AIM
Reproduce the records that follow in full, excluding any picture they contain.

Pointing and labeling entries

◇ ◇ ◇

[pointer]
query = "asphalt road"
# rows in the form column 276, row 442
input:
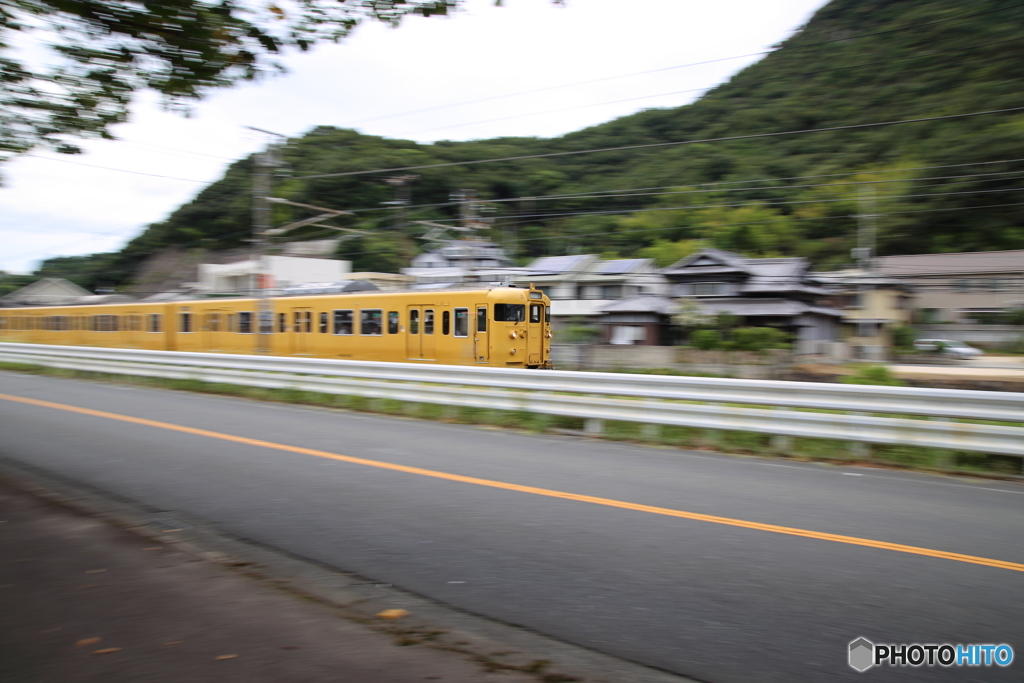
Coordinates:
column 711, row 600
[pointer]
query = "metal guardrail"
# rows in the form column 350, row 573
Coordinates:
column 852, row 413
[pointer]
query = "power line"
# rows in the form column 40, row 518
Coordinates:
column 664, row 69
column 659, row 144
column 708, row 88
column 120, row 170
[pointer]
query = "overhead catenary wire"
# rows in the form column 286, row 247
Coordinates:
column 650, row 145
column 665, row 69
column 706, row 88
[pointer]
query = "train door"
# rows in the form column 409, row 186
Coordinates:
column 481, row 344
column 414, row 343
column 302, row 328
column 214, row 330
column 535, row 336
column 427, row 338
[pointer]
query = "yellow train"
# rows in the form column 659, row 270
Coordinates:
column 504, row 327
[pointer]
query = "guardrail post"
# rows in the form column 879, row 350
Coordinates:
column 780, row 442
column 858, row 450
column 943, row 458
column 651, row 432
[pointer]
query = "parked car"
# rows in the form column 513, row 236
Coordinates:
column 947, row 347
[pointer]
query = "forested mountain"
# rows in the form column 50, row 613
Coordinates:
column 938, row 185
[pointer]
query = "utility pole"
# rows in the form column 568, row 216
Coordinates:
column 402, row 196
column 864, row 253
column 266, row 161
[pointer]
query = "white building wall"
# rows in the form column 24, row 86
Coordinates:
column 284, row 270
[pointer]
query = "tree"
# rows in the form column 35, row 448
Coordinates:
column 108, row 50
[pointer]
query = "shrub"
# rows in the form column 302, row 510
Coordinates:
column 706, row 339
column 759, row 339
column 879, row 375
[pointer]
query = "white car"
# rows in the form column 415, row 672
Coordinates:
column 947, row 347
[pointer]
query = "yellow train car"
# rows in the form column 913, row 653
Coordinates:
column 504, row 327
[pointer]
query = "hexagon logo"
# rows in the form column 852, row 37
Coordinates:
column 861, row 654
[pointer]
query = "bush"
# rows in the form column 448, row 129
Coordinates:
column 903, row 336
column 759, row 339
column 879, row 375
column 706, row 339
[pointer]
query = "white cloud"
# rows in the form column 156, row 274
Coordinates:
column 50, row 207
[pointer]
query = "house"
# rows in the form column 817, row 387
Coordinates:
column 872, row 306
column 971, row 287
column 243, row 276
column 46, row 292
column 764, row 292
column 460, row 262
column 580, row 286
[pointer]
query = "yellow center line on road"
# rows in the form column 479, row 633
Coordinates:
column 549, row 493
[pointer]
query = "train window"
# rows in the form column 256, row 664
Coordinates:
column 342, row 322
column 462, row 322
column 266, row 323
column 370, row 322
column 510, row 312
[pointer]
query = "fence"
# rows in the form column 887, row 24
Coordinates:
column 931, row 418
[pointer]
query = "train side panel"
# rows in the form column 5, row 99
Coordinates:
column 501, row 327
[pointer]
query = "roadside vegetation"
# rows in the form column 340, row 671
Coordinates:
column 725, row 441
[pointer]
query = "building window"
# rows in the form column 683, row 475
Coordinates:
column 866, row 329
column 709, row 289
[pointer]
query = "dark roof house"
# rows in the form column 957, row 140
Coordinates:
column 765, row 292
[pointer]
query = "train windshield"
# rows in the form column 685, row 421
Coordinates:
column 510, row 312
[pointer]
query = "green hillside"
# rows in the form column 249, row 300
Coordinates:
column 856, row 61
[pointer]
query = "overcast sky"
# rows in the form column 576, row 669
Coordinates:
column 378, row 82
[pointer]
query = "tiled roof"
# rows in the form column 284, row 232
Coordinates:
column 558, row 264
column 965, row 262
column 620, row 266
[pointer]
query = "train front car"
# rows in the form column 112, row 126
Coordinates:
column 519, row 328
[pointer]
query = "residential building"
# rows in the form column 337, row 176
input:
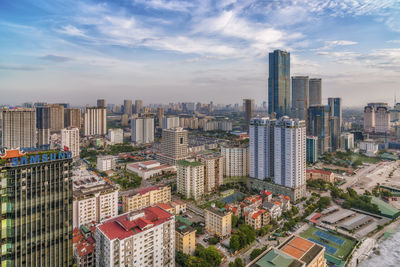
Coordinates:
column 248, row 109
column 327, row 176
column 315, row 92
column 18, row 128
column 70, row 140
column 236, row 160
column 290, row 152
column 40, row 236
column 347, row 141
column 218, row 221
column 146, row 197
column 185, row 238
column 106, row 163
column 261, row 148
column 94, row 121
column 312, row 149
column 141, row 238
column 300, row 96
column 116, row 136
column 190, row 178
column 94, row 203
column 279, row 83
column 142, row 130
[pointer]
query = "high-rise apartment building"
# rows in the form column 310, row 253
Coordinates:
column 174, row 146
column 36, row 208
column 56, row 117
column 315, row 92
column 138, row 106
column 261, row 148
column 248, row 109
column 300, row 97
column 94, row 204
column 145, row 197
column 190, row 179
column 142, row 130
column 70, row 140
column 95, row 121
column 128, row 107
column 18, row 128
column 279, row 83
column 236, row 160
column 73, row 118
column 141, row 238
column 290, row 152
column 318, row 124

◇ ◇ ◇

SOLVED EXERCISE
[pointer]
query = "asphalt road"
# rows in the form column 276, row 442
input:
Coordinates:
column 711, row 600
[pointer]
query = "metal guardrail"
# rows in the form column 350, row 573
Coordinates:
column 852, row 413
[pointer]
query = "power line"
# rows in the form column 40, row 518
Coordinates:
column 664, row 69
column 659, row 144
column 708, row 88
column 120, row 170
[pointer]
query = "overhead catenary wire"
# rows in the form column 286, row 247
Coordinates:
column 650, row 145
column 665, row 69
column 706, row 88
[pointer]
query = "train door"
# rows in the form column 409, row 186
Coordinates:
column 481, row 344
column 414, row 343
column 302, row 328
column 214, row 330
column 535, row 336
column 427, row 338
[pointer]
query = "yellow train"
# rows in the form column 659, row 270
Coordinates:
column 504, row 327
[pointer]
query = "guardrail post"
# rows in the form column 879, row 350
Coordinates:
column 780, row 442
column 858, row 450
column 943, row 458
column 651, row 432
[pointer]
query = "parked car"
# rows in the form column 513, row 236
Coordinates:
column 947, row 347
[pointer]
query = "forested mountain"
# rows in the form column 50, row 613
Coordinates:
column 938, row 185
[pointer]
query = "utility pole"
# rows in the form column 568, row 216
Coordinates:
column 402, row 196
column 864, row 253
column 266, row 161
[pointer]
query = "white building wall"
# rows in the form column 24, row 86
Coordinates:
column 284, row 270
[pointer]
query = "tree"
# rows in the form column 35, row 448
Coordinates:
column 108, row 50
[pointer]
query = "shrub"
# rows in the form column 302, row 510
Coordinates:
column 706, row 339
column 759, row 339
column 879, row 375
[pointer]
query = "white car"
# rows in the form column 415, row 672
Coordinates:
column 947, row 347
[pointer]
query = "yellow train car"
# rows in the form column 913, row 653
Coordinates:
column 504, row 327
[pointer]
query = "hexagon logo"
# rows in the form column 852, row 37
Coordinates:
column 861, row 654
[pointer]
query = "bush"
# rows in the form column 448, row 129
Coordinates:
column 903, row 336
column 759, row 339
column 879, row 375
column 706, row 339
[pointer]
query = "white cloud"
# rows in the form column 156, row 274
Coordinates:
column 50, row 207
[pointer]
query = "house"
# rows in the form column 817, row 387
Coordinates:
column 872, row 306
column 971, row 287
column 243, row 276
column 46, row 292
column 764, row 292
column 460, row 262
column 580, row 286
[pointer]
query = "yellow center line on road"
# rows in the form column 479, row 633
Coordinates:
column 549, row 493
[pointer]
query = "train window"
# rows in the form column 256, row 664
Coordinates:
column 342, row 322
column 462, row 322
column 266, row 323
column 370, row 322
column 510, row 312
[pointer]
query = "fence"
# rows in the form column 887, row 24
Coordinates:
column 931, row 418
[pointer]
query = "train side panel"
# rows in the form column 5, row 99
Coordinates:
column 501, row 327
[pointer]
query = "roadside vegetation"
# rows in the form column 340, row 671
Coordinates:
column 725, row 441
[pointer]
query = "building window"
# rows in the form column 683, row 475
Coordinates:
column 866, row 329
column 709, row 289
[pointer]
query = "dark roof house"
# rows in the form column 957, row 140
Coordinates:
column 765, row 292
[pointer]
query = "train windshield"
# rows in the form column 685, row 421
Coordinates:
column 510, row 312
[pointer]
query = "green hillside"
# rows in the form column 249, row 300
Coordinates:
column 856, row 61
[pointer]
query = "overcast sky"
# rows in the form column 576, row 669
Coordinates:
column 378, row 82
[pointer]
query = "tiled roof"
# rows in the form column 284, row 232
Coordinates:
column 558, row 264
column 965, row 262
column 620, row 266
[pointer]
query = "train front car"
# rows in the form column 112, row 126
Coordinates:
column 519, row 328
[pointer]
query = "residential building"
# rows in the form column 337, row 176
input:
Coordinates:
column 248, row 109
column 327, row 176
column 315, row 92
column 18, row 128
column 70, row 140
column 236, row 160
column 290, row 152
column 40, row 236
column 347, row 141
column 218, row 221
column 146, row 197
column 185, row 238
column 106, row 163
column 261, row 148
column 94, row 121
column 312, row 149
column 141, row 238
column 300, row 96
column 116, row 136
column 190, row 178
column 94, row 203
column 279, row 83
column 142, row 130
[pointer]
query = "high-rise apartment building"
# rows in the form column 310, row 253
Coordinates:
column 174, row 146
column 36, row 208
column 56, row 117
column 315, row 92
column 138, row 106
column 261, row 148
column 248, row 109
column 300, row 97
column 94, row 204
column 145, row 197
column 190, row 179
column 142, row 130
column 70, row 140
column 95, row 121
column 128, row 107
column 18, row 128
column 279, row 83
column 236, row 160
column 73, row 118
column 141, row 238
column 290, row 152
column 318, row 124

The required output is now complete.